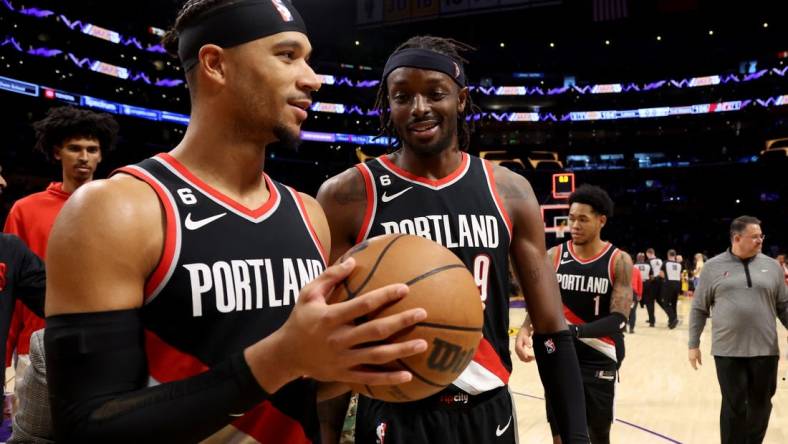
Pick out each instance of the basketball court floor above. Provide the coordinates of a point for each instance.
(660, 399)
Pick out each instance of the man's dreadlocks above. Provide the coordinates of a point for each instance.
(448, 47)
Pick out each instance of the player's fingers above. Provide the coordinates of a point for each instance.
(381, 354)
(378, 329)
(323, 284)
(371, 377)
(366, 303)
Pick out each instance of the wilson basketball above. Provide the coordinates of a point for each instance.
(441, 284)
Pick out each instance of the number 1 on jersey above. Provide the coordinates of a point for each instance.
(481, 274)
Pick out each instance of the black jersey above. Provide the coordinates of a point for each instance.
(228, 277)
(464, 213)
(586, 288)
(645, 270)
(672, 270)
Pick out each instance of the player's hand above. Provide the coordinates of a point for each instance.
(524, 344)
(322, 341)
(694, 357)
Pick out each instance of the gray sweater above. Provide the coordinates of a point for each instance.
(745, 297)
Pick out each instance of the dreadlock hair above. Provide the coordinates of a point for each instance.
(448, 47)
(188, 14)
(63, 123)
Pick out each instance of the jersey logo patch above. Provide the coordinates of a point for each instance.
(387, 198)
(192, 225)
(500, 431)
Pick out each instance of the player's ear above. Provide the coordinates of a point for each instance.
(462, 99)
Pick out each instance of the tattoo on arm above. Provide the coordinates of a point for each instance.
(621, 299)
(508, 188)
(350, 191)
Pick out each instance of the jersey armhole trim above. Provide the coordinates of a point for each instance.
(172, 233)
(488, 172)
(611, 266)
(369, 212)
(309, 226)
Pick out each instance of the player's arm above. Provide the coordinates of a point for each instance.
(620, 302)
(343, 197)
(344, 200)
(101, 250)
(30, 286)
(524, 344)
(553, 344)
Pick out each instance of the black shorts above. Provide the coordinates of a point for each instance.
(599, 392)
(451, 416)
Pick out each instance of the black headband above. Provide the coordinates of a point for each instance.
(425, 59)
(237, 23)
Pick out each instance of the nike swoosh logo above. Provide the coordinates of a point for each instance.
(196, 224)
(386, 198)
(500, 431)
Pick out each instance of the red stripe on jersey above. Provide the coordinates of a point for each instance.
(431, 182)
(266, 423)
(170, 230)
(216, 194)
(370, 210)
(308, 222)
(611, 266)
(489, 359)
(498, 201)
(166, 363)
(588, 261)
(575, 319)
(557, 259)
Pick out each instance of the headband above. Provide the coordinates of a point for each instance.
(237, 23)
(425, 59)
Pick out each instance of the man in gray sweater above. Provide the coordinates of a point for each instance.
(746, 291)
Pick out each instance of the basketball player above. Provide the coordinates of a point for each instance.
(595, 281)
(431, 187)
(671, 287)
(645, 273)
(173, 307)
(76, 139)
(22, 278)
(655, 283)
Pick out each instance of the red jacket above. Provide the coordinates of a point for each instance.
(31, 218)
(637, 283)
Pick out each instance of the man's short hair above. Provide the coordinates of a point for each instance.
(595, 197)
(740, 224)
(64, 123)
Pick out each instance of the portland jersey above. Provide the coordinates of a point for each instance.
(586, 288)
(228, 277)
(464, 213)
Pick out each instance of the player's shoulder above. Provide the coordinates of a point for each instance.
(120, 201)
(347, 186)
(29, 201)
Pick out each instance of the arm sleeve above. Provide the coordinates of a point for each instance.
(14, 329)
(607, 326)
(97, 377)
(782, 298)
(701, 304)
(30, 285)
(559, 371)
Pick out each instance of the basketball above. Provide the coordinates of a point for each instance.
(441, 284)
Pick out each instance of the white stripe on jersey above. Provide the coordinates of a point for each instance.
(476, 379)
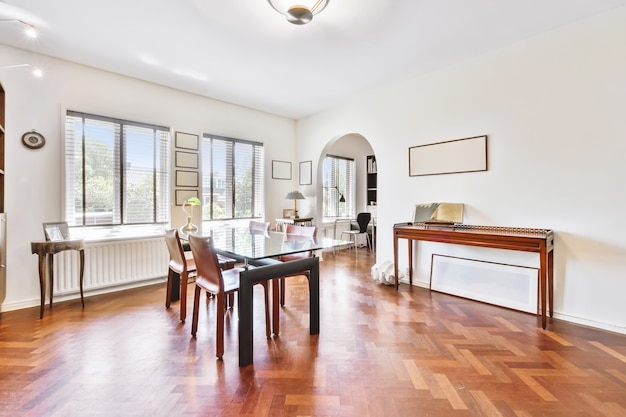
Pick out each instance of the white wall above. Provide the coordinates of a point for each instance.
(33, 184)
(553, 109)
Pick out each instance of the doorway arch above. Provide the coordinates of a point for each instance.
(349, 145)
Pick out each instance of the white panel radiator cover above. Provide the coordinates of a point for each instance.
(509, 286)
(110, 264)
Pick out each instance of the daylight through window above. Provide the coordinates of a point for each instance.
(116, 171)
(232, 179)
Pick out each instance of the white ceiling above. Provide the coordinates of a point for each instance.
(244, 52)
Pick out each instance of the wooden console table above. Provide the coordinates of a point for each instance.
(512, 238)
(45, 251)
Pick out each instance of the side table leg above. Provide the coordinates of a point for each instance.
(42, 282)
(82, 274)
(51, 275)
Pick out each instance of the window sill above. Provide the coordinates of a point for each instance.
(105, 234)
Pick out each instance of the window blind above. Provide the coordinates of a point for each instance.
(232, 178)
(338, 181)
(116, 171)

******************************

Directions:
Write out the whole listing again, exactly, with no pictures.

Task result:
Pick out each instance of the basketball court floor above. Provide the coordinates of a point for each instance.
(660, 399)
Pick out each instance of the man's dreadlocks above. Provide the coordinates of a point for each instance.
(448, 47)
Pick out each instance of the player's fingers above. Provide the coordinates of a point for each instance.
(381, 354)
(378, 329)
(323, 284)
(371, 377)
(366, 303)
Pick out each instance of the wilson basketball above. Provide the coordinates of a point for each instance.
(441, 284)
Pick out each instance of the number 1 on jersey above. Provide the coordinates of a point for each instance.
(481, 274)
Pick out each instance of the black jersey above. Provide the coordinates of a point for each instance.
(228, 277)
(464, 213)
(586, 288)
(645, 270)
(672, 270)
Pick out each instance of the player's hand above. Provide the coordinates of a point for each instance.
(524, 344)
(322, 341)
(694, 357)
Pick out each instance of the gray sweater above. Provide the coordinates of a point for each instance.
(745, 297)
Pick out each instance of the dreadlock hair above. Provide the coordinates of a point for each instance.
(448, 47)
(188, 14)
(63, 123)
Pick out each instance of the jersey logo patch above. Provide the coordinates of a point for each instance.
(387, 198)
(192, 225)
(500, 431)
Pick out each instance of the player's ear above. Provide the coordinates of a point for each instance.
(462, 99)
Pick out each instance of the tattoo on arm above. Provide the coordinates of a point for each instance.
(621, 299)
(508, 188)
(350, 191)
Pick out each instance of the jersey armhole trim above. Provide the coordinates of a point for each instance.
(172, 233)
(488, 172)
(611, 266)
(369, 212)
(309, 226)
Pick out each instance of the player's arm above. Provide the coordinates of a point for each instance.
(620, 302)
(343, 197)
(344, 200)
(101, 250)
(30, 286)
(524, 344)
(553, 344)
Pick out each instance of the black shorts above. Provide the coordinates of a point for each instance.
(599, 392)
(451, 416)
Pick out each instance of the black headband above. Provide the coordinates of a point for each instance.
(425, 59)
(237, 23)
Pick out each instance of the nike swoosh logo above. Provide the coordinates of a point for each instance.
(196, 224)
(386, 198)
(500, 431)
Pick out each instance of the red stripe on jersey above. Provide the coordinates of a point for each instance.
(431, 182)
(266, 423)
(170, 230)
(216, 194)
(370, 210)
(308, 222)
(611, 266)
(489, 359)
(498, 201)
(166, 363)
(588, 261)
(575, 319)
(557, 259)
Pick out each instance of the headband above. Provide the coordinates of a point for each instance.
(237, 23)
(425, 59)
Pick out each instance of the man in gray sweater above. Provide the coordinates of a point for each instance.
(746, 291)
Pick out each instance of the basketball player above. Provide the coordinates of a point for each instance.
(595, 281)
(431, 187)
(671, 287)
(645, 273)
(173, 307)
(76, 139)
(22, 278)
(655, 283)
Pick out each instance of the red jacket above. Provide the coordinates of a point for each instance.
(31, 218)
(637, 283)
Pick out each instance of the man's short hair above. Provide the coordinates of a point for each instance.
(595, 197)
(740, 224)
(64, 123)
Pick out each instance of the portland jersey above. Provide the coordinates of a point for each instance.
(586, 288)
(228, 277)
(464, 213)
Pick out each instance of the player's shoulder above. Provide the coordinates of a point for each instance.
(120, 201)
(347, 186)
(29, 201)
Pick out each instance of the arm sleeve above. Provide the coordinates of a point for each instance.
(14, 329)
(607, 326)
(97, 377)
(782, 298)
(701, 304)
(30, 285)
(559, 371)
Pick out each instance of the basketball above. Provide the coordinates of a point for each instance.
(441, 284)
Pick out each instance of the white stripe on jersey above. Provide the coordinates of a point for each instance.
(476, 379)
Pick out each instance of the white wall above. Provide the coordinates of a point for each instance.
(33, 184)
(553, 109)
Pick out each instance of the doorway arch above. Provide the coordinates of a point for each instance.
(349, 145)
Pick out each instance of the white panel radiator cover above. Provide the coordinates of a point for each instance.
(509, 286)
(110, 264)
Pick out each instance of the daylight through window above. Provide the coordinates of a point for each instance.
(116, 171)
(232, 179)
Pick out each instance of the white ceiling above. Provide the coordinates of a point for each instance.
(244, 52)
Pick out each instance of the wooden console table above. Provide the coordinates of a point for each instance.
(512, 238)
(45, 251)
Pick out each instance of the side table leg above. Provide the coordinates of a point for each instance.
(42, 282)
(82, 274)
(51, 275)
Pick out each instance of the window sill above. Provide the coordinates of a point for each instance.
(105, 234)
Pick out each instance of the window blind above. Provide the coordinates of a point for each instance.
(232, 178)
(338, 181)
(116, 171)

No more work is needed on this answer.